— Instructions to follow —
Can you repeat the material below with each "margins" swapped for "borders", leaving out the pictures and changing nothing else?

— Data shown —
-- Start --
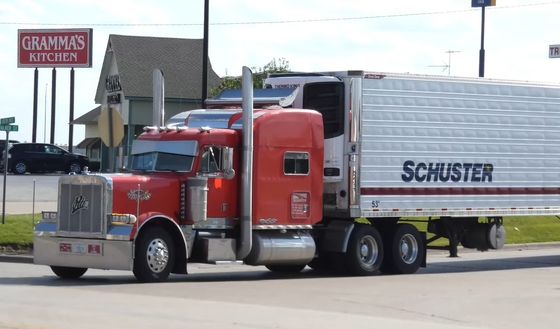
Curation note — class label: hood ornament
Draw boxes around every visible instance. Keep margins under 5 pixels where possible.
[128,188,152,201]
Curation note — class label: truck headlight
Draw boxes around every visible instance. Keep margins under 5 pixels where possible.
[41,211,58,223]
[109,214,136,225]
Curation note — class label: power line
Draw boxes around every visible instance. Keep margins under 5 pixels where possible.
[0,1,560,27]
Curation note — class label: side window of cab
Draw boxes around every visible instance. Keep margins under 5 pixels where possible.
[200,146,223,174]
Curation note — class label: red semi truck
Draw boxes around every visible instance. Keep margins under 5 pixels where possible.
[34,68,560,282]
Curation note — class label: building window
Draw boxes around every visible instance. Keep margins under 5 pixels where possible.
[284,152,309,175]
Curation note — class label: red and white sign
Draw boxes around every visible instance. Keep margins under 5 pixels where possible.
[18,29,93,67]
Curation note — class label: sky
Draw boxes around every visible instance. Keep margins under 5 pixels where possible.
[0,0,560,145]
-- End --
— Solution for this exercise —
Curation note — class label: hood ornament
Draw boxes around every visible instance. Keep borders under 5 pixels where possible.
[128,188,152,201]
Curation note — class label: truck headlight
Draw boxes around every visible instance. Keep borders under 5 pixels where possible.
[41,211,58,223]
[109,214,136,225]
Curation note — class label: power line
Draw boxes around every visible instance. Keep borders under 5 pixels where possible.
[0,1,560,27]
Curation note — class label: side window of cab
Draw boxes around every visible instance. Keep borders under 5 pixels where possible.
[200,146,223,174]
Curation note — class label: red semi truck
Draw boxes around every visible instance. Keep borders under 5 pixels where possible.
[34,68,560,282]
Curation note — class label: building window
Draw boxes around every visible instance. Keep borders under 5 pixels where possible.
[284,152,309,175]
Curation note — class label: red and white sign
Draw boxes around every visible instance. Keep borders under 5 pixels where possible.
[18,29,93,67]
Curation note — class label: sky
Draw boxes around every visible instance. Keep borders under 5 pixels where possible.
[0,0,560,145]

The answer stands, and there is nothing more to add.